Exercise description => When you write out the listing, keep every word as it stands and drop the pictures.

Task inputs =>

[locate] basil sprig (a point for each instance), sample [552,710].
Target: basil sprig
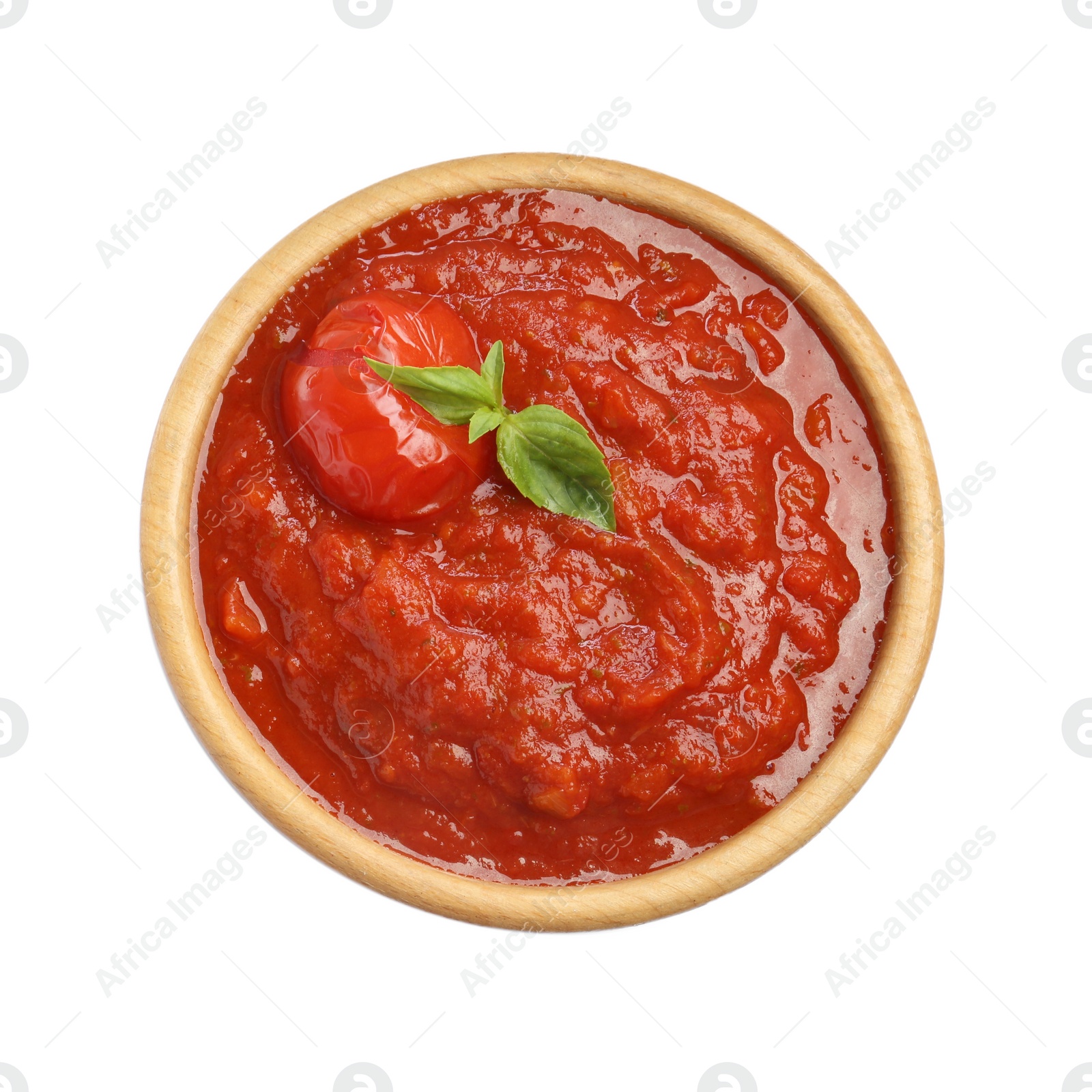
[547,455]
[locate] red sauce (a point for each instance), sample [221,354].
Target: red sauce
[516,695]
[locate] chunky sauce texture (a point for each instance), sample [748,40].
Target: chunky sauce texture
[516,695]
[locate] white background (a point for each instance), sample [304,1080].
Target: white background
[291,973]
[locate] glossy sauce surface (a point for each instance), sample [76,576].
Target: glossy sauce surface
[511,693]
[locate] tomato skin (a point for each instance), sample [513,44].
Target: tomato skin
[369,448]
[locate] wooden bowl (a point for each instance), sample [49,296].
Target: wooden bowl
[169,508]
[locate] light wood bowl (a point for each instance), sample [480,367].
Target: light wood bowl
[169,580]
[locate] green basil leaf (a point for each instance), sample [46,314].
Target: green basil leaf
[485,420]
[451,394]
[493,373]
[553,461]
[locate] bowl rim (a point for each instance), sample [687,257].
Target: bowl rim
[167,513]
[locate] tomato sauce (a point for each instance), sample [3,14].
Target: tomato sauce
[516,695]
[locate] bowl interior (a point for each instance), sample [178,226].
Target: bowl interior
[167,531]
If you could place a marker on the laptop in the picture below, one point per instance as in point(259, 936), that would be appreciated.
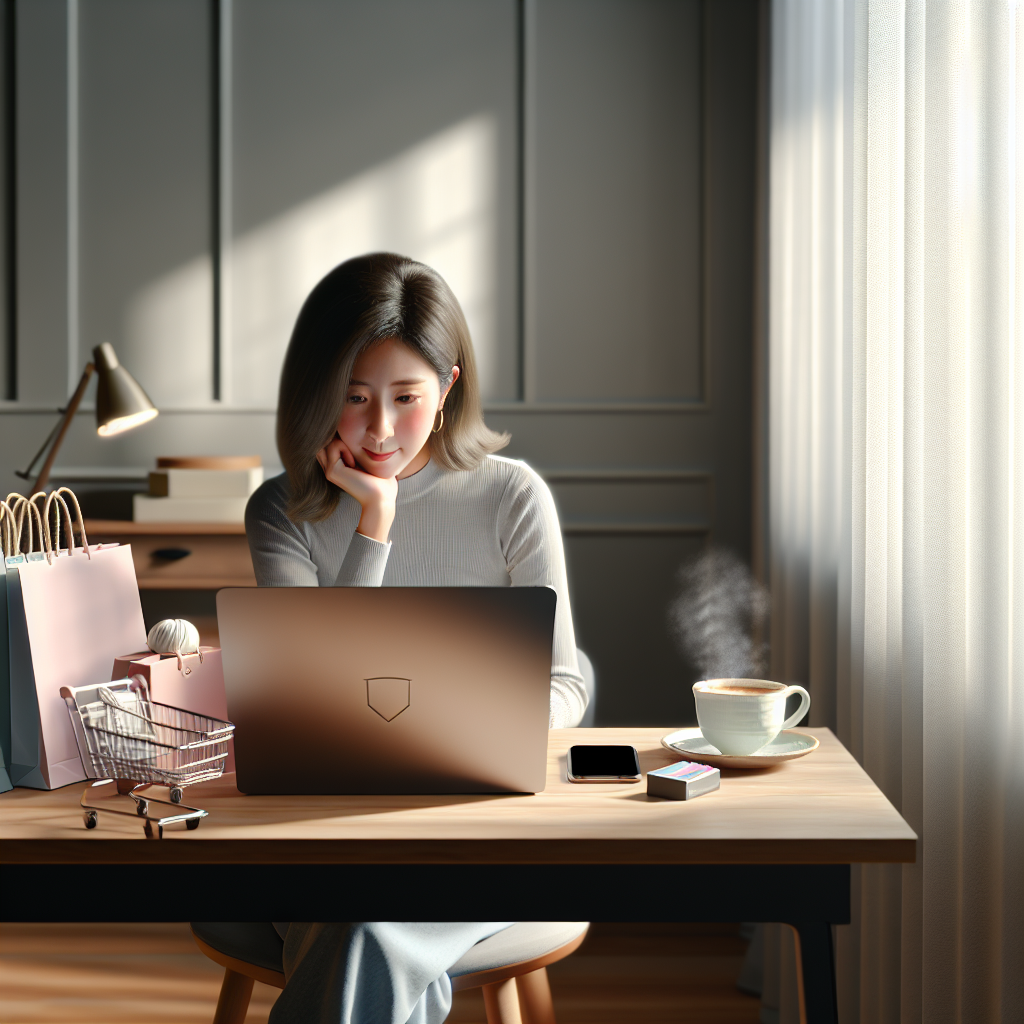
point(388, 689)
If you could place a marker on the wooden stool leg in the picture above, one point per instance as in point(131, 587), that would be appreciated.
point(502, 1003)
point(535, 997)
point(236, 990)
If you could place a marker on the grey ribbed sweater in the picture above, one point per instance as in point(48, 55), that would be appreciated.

Task answer =>
[locate] basil sprig (a point for each instance), sample [552,710].
Target: basil sprig
[547,455]
[locate] red sauce (a point for each instance), sample [221,354].
Target: red sauce
[516,695]
[locate] chunky sauce texture (a point for each instance), sample [748,40].
Target: chunky sauce texture
[516,695]
[locate] white background (a point for each instance), sample [304,1080].
Target: white background
[291,973]
[locate] glossy sauce surface (a point for each instance), sample [76,576].
Target: glossy sauce surface
[511,693]
[locate] tomato skin (a point for each instance), sample [513,44].
Target: tomato skin
[369,448]
[locate] wooden bowl (a point for each instance), sample [49,296].
Target: wooden bowl
[169,508]
[locate] light wood bowl (a point for each instance), sample [480,367].
Target: light wood bowl
[169,580]
[locate] green basil leaf (a point for each instance), sample [46,314].
Target: green basil leaf
[485,420]
[451,394]
[493,373]
[553,461]
[locate] bowl rim (a point for each instance), sample [687,257].
Target: bowl rim
[167,513]
[locate] tomato sauce (a point for each instance), sample [3,14].
Target: tomato sauce
[516,695]
[locate] bowl interior (a point for each instance), sample [178,226].
Target: bowl interior
[167,531]
If you could place a marker on the laptop in the picture below, one point per instance as in point(259, 936), that would be appreciated.
point(388, 689)
If you could place a marker on the wooden stool leg in the picture above, one point per instance as in point(131, 587), that would be appreciated.
point(502, 1003)
point(535, 997)
point(236, 990)
If you could place a marker on the grey ribbed sweater in the picture above, one point per instance as in point(48, 55), that would be appreciated.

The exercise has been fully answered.